- Text -
□ □ □ □ □

The Contractor shall conduct its operations in such a manner that no undue hazard will result due to the requirements of this Section, and the language in this Section shall in no way act as a waiver of any of the terms of the liability of the Contractor or its surety.

According to QT, ASI breached this provision by failing to "conduct its operations in such a manner that no undue hazard will result" which caused QT's damages resulting from the fire. QT points to the testimony it presented at trial from Steve Fulps, vice-president and co-owner of ASI, who testified the debris stacked against the wall was a fire hazard.

¶18 In response, ASI also relies on the expanded version of the same testimony by Fulps in which he states that although the debris stacked against the wall created a fire hazard, he believes it was the failure of another contractor, D-T, that created the hazard. Fulps testified as follows:

Q. Okay. And it's your opinion that when this debris stacked up on that cabana roof and was against the wall of the hotel, you believed that was a fire hazard, correct?
A. When it stacked up against the walls?
Q. Yes, sir.
A. Well, it was.
Q. Right. And that was a fire hazard?
A. Yes.

□ □ □ □ □

Data drawn from a collection
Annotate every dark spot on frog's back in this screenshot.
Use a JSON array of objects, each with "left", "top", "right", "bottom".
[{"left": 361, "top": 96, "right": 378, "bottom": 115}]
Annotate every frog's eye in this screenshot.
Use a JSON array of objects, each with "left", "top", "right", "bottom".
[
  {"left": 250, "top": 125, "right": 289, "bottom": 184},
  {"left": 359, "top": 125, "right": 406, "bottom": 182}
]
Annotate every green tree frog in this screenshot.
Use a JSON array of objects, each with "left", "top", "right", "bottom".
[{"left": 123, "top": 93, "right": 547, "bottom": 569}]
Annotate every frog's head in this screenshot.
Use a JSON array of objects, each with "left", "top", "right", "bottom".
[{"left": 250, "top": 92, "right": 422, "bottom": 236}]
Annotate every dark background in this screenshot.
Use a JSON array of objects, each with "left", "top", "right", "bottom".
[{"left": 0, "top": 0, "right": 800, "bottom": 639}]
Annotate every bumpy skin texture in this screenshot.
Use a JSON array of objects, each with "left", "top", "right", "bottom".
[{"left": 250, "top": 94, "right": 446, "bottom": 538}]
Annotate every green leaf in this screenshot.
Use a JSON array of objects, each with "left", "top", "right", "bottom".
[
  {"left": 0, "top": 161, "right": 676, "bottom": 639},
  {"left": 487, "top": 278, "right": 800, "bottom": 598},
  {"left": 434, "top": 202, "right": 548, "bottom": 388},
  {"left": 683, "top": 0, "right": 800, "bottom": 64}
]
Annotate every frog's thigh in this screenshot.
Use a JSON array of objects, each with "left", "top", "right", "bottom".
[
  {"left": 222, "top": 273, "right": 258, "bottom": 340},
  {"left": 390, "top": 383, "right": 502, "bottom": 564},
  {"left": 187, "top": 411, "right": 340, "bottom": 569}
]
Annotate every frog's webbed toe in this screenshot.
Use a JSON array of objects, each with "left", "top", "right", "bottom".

□ □ □ □ □

- Job 1 -
In the excerpt on the fire hazard testimony, what position does Steve Fulps hold at ASI?
- Job 2 -
Display every line of the listing that contains the string "screenshot".

- Correct result 1 -
He is vice-president and co-owner of ASI.

- Correct result 2 -
Annotate every dark spot on frog's back in this screenshot.
Annotate every frog's eye in this screenshot.
Annotate every green tree frog in this screenshot.
Annotate every frog's head in this screenshot.
Annotate every dark background in this screenshot.
Annotate every bumpy skin texture in this screenshot.
Annotate every green leaf in this screenshot.
Annotate every frog's thigh in this screenshot.
Annotate every frog's webbed toe in this screenshot.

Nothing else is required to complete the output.